#### WORK REQUIRED
Copy out everything from the start of the records down to the line containing "column 411, row 556", including that line.

#### DATA SECTION
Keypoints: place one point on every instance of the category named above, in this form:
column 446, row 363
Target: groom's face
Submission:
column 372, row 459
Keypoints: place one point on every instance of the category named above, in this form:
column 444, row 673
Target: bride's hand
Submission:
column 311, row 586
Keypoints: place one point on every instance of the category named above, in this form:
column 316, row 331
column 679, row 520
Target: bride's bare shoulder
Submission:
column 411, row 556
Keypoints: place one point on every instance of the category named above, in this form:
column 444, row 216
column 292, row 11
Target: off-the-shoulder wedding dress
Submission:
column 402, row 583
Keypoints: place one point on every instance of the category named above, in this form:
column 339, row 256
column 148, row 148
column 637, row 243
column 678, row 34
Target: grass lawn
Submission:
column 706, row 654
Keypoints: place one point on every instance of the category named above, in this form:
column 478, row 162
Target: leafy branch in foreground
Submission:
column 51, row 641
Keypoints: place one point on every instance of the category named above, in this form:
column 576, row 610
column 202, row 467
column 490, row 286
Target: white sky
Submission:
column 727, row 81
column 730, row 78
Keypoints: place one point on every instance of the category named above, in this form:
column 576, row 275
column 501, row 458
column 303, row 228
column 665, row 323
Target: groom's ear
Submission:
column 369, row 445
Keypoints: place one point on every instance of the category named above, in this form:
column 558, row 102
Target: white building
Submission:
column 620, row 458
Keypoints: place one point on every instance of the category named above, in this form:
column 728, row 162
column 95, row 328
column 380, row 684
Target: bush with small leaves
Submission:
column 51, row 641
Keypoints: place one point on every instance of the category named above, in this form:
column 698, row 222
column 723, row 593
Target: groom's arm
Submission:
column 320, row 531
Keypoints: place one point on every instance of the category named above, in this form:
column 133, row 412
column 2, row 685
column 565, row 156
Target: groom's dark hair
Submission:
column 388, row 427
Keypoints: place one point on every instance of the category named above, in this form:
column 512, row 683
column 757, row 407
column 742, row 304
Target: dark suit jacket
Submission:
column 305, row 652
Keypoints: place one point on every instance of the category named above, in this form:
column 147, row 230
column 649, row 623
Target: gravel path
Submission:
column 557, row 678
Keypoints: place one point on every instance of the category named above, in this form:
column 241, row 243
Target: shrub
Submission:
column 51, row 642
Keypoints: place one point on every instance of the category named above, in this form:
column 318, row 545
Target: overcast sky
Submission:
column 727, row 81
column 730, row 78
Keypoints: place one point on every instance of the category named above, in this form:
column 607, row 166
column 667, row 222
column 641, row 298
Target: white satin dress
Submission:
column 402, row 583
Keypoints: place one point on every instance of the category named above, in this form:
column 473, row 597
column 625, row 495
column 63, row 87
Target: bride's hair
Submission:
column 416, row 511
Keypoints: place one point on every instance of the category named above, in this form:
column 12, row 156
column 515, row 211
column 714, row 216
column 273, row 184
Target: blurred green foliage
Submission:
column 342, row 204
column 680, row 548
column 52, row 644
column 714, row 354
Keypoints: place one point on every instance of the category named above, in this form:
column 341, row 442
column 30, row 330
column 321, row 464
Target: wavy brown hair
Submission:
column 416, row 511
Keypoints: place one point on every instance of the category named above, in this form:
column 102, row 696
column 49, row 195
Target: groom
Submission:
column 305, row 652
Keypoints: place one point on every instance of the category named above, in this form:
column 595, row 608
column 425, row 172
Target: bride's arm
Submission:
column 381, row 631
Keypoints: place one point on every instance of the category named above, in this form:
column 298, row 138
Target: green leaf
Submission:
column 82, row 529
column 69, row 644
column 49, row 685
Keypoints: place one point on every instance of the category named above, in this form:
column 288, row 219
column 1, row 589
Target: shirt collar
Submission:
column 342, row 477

#### SOLUTION FOR THIS PROBLEM
Keypoints: place one point on every instance of the category named above, in this form:
column 446, row 363
Target: groom's face
Submission:
column 372, row 459
Keypoints: place one point on every instance of the category named above, in this form:
column 444, row 673
Target: bride's hand
Submission:
column 311, row 586
Keypoints: place one point on every instance of the category named above, in this form:
column 316, row 331
column 679, row 520
Target: bride's bare shoulder
Submission:
column 411, row 556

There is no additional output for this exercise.